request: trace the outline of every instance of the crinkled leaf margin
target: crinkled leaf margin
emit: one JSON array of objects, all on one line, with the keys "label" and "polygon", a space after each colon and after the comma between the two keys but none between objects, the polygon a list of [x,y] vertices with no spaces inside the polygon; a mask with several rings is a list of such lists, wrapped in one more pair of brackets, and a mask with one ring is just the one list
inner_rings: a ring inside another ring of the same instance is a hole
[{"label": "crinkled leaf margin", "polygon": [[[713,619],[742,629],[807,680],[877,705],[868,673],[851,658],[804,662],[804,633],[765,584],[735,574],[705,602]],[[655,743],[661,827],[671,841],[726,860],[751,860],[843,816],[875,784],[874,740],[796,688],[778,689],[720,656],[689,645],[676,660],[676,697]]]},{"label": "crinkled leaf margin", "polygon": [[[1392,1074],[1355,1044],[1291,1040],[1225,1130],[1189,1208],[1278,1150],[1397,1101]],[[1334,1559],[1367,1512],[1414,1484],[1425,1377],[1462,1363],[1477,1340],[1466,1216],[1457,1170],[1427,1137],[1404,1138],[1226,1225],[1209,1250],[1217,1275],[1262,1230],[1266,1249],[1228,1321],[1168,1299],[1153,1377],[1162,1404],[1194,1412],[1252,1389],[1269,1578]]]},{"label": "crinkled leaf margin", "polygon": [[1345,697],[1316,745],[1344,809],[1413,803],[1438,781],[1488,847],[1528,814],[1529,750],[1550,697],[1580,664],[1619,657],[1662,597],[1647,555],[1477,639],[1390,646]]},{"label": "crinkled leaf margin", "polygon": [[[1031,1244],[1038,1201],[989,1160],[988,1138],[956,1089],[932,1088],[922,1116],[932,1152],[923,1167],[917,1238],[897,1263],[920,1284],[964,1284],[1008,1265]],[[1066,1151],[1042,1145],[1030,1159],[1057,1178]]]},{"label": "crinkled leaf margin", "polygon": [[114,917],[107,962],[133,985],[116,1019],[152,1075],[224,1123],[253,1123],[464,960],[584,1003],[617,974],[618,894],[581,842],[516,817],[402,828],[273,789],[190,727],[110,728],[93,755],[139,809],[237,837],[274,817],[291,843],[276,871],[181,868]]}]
┄┄┄┄┄┄┄┄┄┄
● **GOAL OF THE EXERCISE**: Print the data in full, with each line exactly as given.

● **COMPLETED TASK**:
request: trace the outline of every instance of the crinkled leaf margin
target: crinkled leaf margin
emit: one JSON array of objects, all on one line, with the keys "label" and "polygon", a space after each colon and after the comma between the two keys but none between objects, the polygon a list of [x,y] vertices with no spaces inside the polygon; a mask with several rings is a list of such lists, wrapped in one more pair of brackets, and a mask with one ring is just the one list
inner_rings: a ring inside another ring of the same instance is a hole
[{"label": "crinkled leaf margin", "polygon": [[[713,619],[742,629],[807,680],[877,705],[868,673],[851,658],[804,662],[804,633],[765,584],[735,574],[705,602]],[[655,743],[661,827],[671,841],[726,860],[751,860],[843,816],[875,784],[874,740],[796,688],[778,689],[720,656],[689,645],[676,660],[676,697]]]},{"label": "crinkled leaf margin", "polygon": [[[1392,1074],[1355,1044],[1291,1040],[1225,1130],[1189,1208],[1278,1150],[1397,1101]],[[1334,1559],[1367,1512],[1414,1484],[1425,1377],[1462,1363],[1477,1340],[1466,1216],[1457,1170],[1427,1137],[1404,1138],[1226,1225],[1209,1250],[1217,1275],[1262,1230],[1266,1249],[1228,1321],[1168,1299],[1153,1377],[1162,1404],[1194,1412],[1252,1389],[1269,1578]]]},{"label": "crinkled leaf margin", "polygon": [[1345,697],[1316,745],[1344,809],[1413,803],[1438,781],[1488,847],[1528,814],[1529,750],[1550,697],[1580,664],[1619,657],[1662,597],[1647,555],[1477,639],[1390,646]]},{"label": "crinkled leaf margin", "polygon": [[[1031,1244],[1038,1201],[989,1160],[988,1138],[956,1089],[932,1088],[922,1116],[932,1152],[923,1167],[917,1238],[897,1263],[920,1284],[964,1284],[1008,1265]],[[1066,1151],[1042,1145],[1030,1159],[1057,1178]]]},{"label": "crinkled leaf margin", "polygon": [[114,917],[107,962],[133,985],[116,1019],[152,1075],[224,1123],[253,1123],[464,960],[584,1003],[617,974],[618,894],[581,842],[516,817],[402,828],[273,789],[190,727],[110,728],[93,755],[139,809],[237,837],[274,817],[291,843],[276,871],[181,868]]}]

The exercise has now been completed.